──────── Selected passage ────────

OAK BROOK, Ill. (PRWEB) August 27, 2018
The Radiological Society of North America (RSNA) has launched its second annual machine learning challenge. The RSNA Pneumonia Detection challenge invites teams to develop algorithms to identify and localize pneumonia in chest X-rays.
“The expectation that artificial intelligence will soon provide valuable tools for radiology continues to grow,” said Luciano Prevedello, M.D., M.P.H., chief of the Division of Medical Imaging Informatics at The Ohio State University and chair of the Machine Learning Steering Subcommittee of the RSNA Radiology Informatics Committee (RIC). “By organizing machine learning data challenges, RSNA is playing an important role in fostering and demonstrating these capabilities.”
A machine learning data challenge is a competition among artificial intelligence researchers to create applications that perform a defined task according to specified performance measures. The Pneumonia Detection challenge will be based on a publicly available dataset published by the National Institutes of Health that has been carefully annotated by multiple expert reviewers. The RSNA Machine Learning Steering Subcommittee collaborated with volunteer specialists from the Society of Thoracic Radiology to annotate the dataset, identifying abnormal areas in the lung images and assessing the probability of pneumonia.
“A successful Machine Learning challenge needs to begin with a data set accurate and large enough to provide ‘ground truth,’” said Safwan Halabi, M.D., medical director of radiology informatics at Stanford University and chair of the Machine Learning Data Standards Subcommittee of the RIC. “Developers build their applications by training them on the dataset and challenge organizers use a segment of the dataset to measure their performance.”

──────── Provided information ────────

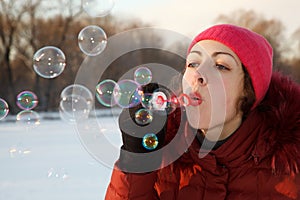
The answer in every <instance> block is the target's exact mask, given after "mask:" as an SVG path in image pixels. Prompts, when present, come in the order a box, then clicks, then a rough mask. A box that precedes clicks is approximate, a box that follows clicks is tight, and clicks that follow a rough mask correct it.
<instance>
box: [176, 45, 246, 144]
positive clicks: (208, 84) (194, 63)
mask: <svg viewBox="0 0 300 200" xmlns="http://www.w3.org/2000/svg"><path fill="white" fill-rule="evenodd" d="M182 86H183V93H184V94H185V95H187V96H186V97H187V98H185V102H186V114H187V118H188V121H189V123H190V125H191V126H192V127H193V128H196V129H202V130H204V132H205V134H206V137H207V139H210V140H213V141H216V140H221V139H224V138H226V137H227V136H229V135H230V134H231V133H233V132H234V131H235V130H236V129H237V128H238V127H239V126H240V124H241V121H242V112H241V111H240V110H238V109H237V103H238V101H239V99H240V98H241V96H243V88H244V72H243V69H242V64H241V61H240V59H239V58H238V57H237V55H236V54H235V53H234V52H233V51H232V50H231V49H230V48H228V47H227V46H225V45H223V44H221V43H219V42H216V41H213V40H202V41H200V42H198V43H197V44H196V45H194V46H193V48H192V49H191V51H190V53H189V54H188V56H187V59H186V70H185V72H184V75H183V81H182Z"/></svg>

────────

### Assigned task 1
List every committee and subcommittee named in the press release about the RSNA Pneumonia Detection challenge.
### Assigned task 2
Reproduce the part of the press release about the RSNA Pneumonia Detection challenge starting with "OAK BROOK, Ill." and going on through "in chest X-rays.", word for word.

### Written solution 1
- Machine Learning Steering Subcommittee
- RSNA Radiology Informatics Committee (RIC)
- Machine Learning Data Standards Subcommittee

### Written solution 2
OAK BROOK, Ill. (PRWEB) August 27, 2018
The Radiological Society of North America (RSNA) has launched its second annual machine learning challenge. The RSNA Pneumonia Detection challenge invites teams to develop algorithms to identify and localize pneumonia in chest X-rays.